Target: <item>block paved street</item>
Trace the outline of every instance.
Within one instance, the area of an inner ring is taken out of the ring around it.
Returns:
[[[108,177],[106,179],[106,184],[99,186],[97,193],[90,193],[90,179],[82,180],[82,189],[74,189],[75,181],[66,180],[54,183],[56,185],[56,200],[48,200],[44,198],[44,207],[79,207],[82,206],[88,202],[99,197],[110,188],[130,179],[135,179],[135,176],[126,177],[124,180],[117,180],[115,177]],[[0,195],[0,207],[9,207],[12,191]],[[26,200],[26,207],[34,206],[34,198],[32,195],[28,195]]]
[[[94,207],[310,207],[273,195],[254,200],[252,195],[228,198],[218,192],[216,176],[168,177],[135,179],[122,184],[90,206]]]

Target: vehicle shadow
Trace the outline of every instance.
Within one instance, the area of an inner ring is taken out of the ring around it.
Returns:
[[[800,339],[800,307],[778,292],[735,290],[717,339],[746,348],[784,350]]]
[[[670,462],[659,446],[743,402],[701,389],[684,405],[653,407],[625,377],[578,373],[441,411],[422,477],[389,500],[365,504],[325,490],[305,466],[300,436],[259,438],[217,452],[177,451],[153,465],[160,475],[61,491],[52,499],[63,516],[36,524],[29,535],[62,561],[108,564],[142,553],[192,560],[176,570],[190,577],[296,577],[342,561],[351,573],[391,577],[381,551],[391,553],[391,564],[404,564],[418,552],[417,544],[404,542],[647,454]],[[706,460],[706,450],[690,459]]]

○ ○ ○ ○

- [WHAT IS EXPECTED]: Update the rows above by replacing "outline" with "boundary" everywhere, and leave everything else the same.

- [SOLUTION FOR THIS PROBLEM]:
Target: <item>block paved street</item>
Trace the boundary of every instance.
Within one instance, the area of an inner ring is taken out of the ring around it.
Returns:
[[[108,177],[106,179],[106,184],[99,186],[97,193],[90,193],[90,179],[82,180],[82,189],[74,189],[75,181],[66,180],[54,183],[56,185],[56,200],[48,200],[44,198],[44,207],[79,207],[82,206],[88,202],[99,197],[110,188],[130,179],[135,179],[135,176],[126,177],[124,180],[117,180],[115,177]],[[0,195],[0,207],[9,207],[12,191]],[[26,200],[26,207],[34,206],[34,198],[32,195],[28,195]]]
[[[94,207],[310,207],[273,195],[254,200],[252,195],[228,198],[218,192],[216,176],[168,177],[135,179],[122,184],[90,206]]]

Target: vehicle shadow
Trace the boundary of every instance.
Within one instance, the area of an inner ring is taken out of the ring around it.
Returns:
[[[800,339],[800,307],[778,292],[735,290],[717,339],[746,348],[784,350]]]
[[[670,462],[659,446],[743,402],[701,389],[684,405],[653,407],[625,377],[578,373],[441,411],[422,477],[389,500],[365,504],[325,490],[305,466],[300,436],[259,438],[217,452],[177,451],[153,465],[160,475],[61,491],[52,499],[63,516],[36,524],[29,535],[62,561],[108,564],[142,553],[192,560],[176,570],[190,577],[296,577],[342,561],[351,573],[391,577],[381,551],[391,553],[391,564],[404,564],[418,552],[417,544],[404,542],[647,454]],[[706,460],[706,450],[690,459]]]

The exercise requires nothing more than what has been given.